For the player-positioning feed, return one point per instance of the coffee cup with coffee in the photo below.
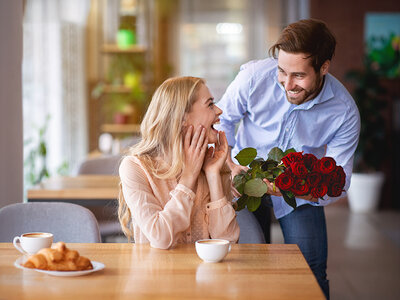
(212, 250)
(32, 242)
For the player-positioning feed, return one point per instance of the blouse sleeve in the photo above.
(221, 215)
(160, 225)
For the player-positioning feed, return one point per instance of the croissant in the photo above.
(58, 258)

════════════════════

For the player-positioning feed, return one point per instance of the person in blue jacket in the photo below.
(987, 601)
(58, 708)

════════════════════

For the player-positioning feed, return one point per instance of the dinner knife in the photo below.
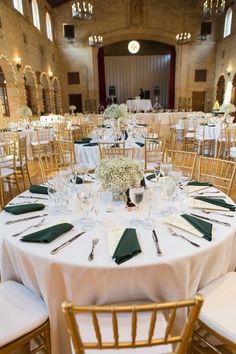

════════════════════

(SHORT PROBLEM)
Please find each line in the records that contains the word "above". Case counts.

(THE RESPONSE)
For the player-positioning feed, return one point per instance of the blouse sleeve in the photo above.
For the player-positioning feed, return one point per instance of the croissant in the photo above.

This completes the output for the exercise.